-- start of Dataset --

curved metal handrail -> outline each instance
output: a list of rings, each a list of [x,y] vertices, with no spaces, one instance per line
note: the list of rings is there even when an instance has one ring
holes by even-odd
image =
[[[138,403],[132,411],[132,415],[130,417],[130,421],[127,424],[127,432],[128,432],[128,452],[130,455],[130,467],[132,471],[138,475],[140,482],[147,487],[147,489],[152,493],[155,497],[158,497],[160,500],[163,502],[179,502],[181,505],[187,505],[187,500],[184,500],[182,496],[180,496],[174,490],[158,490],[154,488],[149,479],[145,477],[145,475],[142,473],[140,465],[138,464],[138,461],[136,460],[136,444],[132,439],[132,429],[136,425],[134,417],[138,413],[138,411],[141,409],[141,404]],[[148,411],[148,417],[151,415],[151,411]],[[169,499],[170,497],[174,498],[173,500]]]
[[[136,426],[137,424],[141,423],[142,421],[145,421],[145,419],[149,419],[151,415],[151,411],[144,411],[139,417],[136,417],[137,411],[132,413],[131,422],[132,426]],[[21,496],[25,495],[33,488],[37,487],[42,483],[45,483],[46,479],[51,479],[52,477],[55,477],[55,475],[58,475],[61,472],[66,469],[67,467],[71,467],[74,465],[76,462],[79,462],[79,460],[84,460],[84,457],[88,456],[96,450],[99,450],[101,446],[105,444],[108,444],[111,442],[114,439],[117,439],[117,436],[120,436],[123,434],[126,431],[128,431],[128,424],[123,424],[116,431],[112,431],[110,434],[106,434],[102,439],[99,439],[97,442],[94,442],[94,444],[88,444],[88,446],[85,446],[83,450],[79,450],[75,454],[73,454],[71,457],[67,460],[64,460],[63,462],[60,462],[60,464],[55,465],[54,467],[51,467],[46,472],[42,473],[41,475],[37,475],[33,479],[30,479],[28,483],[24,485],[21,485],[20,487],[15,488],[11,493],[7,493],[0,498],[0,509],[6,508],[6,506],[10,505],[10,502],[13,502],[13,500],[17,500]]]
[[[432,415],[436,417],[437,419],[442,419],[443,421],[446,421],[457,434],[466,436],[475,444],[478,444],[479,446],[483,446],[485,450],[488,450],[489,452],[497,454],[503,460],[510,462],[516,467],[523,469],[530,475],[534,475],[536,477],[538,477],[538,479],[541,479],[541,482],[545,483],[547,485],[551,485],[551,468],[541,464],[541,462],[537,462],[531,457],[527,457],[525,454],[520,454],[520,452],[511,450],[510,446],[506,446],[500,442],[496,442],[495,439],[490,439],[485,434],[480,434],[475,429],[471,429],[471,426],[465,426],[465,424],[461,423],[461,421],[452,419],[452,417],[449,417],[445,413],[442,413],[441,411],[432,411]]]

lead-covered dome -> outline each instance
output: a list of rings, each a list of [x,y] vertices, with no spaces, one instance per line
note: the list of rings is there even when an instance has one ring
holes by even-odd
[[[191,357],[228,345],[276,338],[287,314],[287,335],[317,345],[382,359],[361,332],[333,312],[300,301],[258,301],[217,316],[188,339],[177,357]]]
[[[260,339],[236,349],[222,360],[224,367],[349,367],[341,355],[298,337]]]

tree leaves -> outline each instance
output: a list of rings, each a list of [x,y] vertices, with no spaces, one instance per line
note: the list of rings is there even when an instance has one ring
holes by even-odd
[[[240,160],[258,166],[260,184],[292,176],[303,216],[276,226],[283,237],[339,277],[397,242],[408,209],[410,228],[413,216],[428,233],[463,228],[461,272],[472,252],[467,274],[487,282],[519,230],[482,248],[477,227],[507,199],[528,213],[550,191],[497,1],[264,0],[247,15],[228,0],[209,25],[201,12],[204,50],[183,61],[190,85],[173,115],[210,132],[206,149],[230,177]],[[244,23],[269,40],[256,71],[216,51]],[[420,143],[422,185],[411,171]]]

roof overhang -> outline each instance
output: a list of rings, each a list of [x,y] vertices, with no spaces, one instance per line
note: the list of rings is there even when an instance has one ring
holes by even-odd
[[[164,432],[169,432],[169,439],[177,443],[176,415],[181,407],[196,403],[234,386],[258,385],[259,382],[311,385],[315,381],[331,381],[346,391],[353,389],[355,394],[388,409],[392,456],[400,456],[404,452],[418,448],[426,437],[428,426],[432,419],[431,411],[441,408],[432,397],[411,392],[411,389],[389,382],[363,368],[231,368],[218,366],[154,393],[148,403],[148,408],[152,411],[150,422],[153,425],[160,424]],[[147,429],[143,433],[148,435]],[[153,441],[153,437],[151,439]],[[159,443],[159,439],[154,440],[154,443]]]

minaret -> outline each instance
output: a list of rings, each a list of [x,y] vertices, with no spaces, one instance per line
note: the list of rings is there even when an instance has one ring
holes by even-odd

-- end of Dataset --

> [Exercise requirements] Return all of the records above verbatim, without changing a single character.

> [Answer to the task]
curved metal handrail -> outline each instance
output: a list of rings, each a list of [x,y] vertices, with no spaces, one instance per line
note: the list of rings is there even when an instance has one ring
holes by even-odd
image =
[[[138,403],[132,411],[132,415],[130,417],[130,421],[127,424],[127,432],[128,432],[128,452],[130,455],[130,467],[132,471],[138,475],[140,482],[147,487],[147,489],[152,493],[155,497],[158,497],[160,500],[163,502],[179,502],[181,505],[187,505],[187,500],[184,500],[182,496],[180,496],[174,490],[158,490],[154,488],[149,479],[145,477],[145,475],[142,473],[140,465],[138,464],[138,461],[136,460],[136,444],[132,439],[132,429],[136,425],[134,417],[138,413],[138,411],[141,409],[141,404]],[[148,411],[148,417],[151,415],[151,411]],[[169,499],[170,497],[174,498],[173,500]]]
[[[136,426],[137,424],[141,423],[142,421],[145,421],[145,419],[149,419],[151,415],[151,411],[144,411],[139,417],[136,417],[137,411],[132,413],[131,422],[132,426]],[[21,496],[25,495],[33,488],[37,487],[42,483],[45,483],[46,479],[51,479],[52,477],[55,477],[55,475],[58,475],[61,472],[66,469],[67,467],[71,467],[74,465],[76,462],[79,462],[79,460],[84,460],[84,457],[88,456],[96,450],[99,450],[101,446],[105,444],[108,444],[111,442],[114,439],[117,439],[117,436],[120,436],[123,434],[126,431],[128,431],[128,424],[123,424],[116,431],[112,431],[110,434],[106,434],[102,439],[99,439],[97,442],[94,442],[94,444],[88,444],[88,446],[85,446],[83,450],[79,450],[75,454],[73,454],[71,457],[67,460],[64,460],[63,462],[60,462],[60,464],[55,465],[54,467],[51,467],[46,472],[42,473],[41,475],[37,475],[33,479],[30,479],[28,483],[24,485],[21,485],[20,487],[15,488],[11,493],[7,493],[0,498],[0,509],[6,508],[6,506],[10,505],[10,502],[13,502],[13,500],[17,500]]]
[[[432,415],[436,417],[437,419],[442,419],[443,421],[446,421],[457,434],[466,436],[475,444],[478,444],[479,446],[483,446],[485,450],[488,450],[489,452],[497,454],[503,460],[510,462],[516,467],[523,469],[530,475],[534,475],[536,477],[538,477],[538,479],[541,479],[541,482],[545,483],[547,485],[551,485],[551,468],[541,464],[541,462],[537,462],[531,457],[527,457],[525,454],[520,454],[520,452],[511,450],[510,446],[506,446],[500,442],[496,442],[495,439],[490,439],[485,434],[480,434],[475,429],[471,429],[471,426],[465,426],[465,424],[461,423],[461,421],[452,419],[452,417],[449,417],[445,413],[442,413],[441,411],[432,411]]]

lead-covered dome -> outline each instance
output: a list of rings, each a list of [x,y] vertices, with no spaces, one instance per line
note: the list of rings is there even when an instance has one ring
holes by even-odd
[[[191,357],[228,345],[276,338],[287,314],[287,335],[317,345],[382,359],[361,332],[333,312],[300,301],[258,301],[217,316],[188,339],[177,357]]]
[[[260,339],[236,349],[222,360],[224,367],[349,367],[341,355],[298,337]]]

tree leaves -> outline each instance
output: a list of rings, each a list of [x,y] vertices, with no spaces, one instance per line
note: the list of rings is there even when an instance has one ring
holes by even-odd
[[[240,160],[258,166],[260,184],[292,176],[303,216],[276,226],[283,237],[339,277],[397,242],[408,209],[410,228],[413,216],[428,233],[463,228],[461,272],[472,252],[467,274],[487,282],[519,230],[482,248],[477,227],[507,199],[528,213],[550,191],[497,1],[264,0],[247,15],[228,0],[209,25],[201,12],[204,50],[183,61],[190,85],[173,115],[210,132],[206,149],[230,177]],[[244,23],[269,40],[256,71],[216,51]],[[420,143],[422,185],[411,171]]]

roof overhang -> outline each instance
output: a list of rings, each a list of [x,y] vertices, with no spaces, one instance per line
note: the list of rings is there even when an instance has one ring
holes by even-odd
[[[164,432],[169,432],[169,439],[177,443],[176,415],[181,407],[196,403],[234,386],[258,385],[259,382],[311,385],[315,381],[331,381],[346,391],[353,389],[355,394],[388,409],[392,456],[400,456],[404,452],[418,448],[426,437],[428,426],[432,419],[431,411],[441,408],[432,397],[411,392],[411,389],[389,382],[363,368],[231,368],[218,366],[154,393],[148,403],[148,408],[152,411],[150,422],[153,425],[160,424]],[[147,429],[143,433],[148,435]],[[153,441],[153,437],[151,439]],[[159,443],[159,439],[154,440],[154,443]]]

minaret -> outline each instance
output: a list of rings, each a list of [x,y] vertices, with no spaces, one instance per line
note: the list of rings is there even when an instance has one ring
holes by even-odd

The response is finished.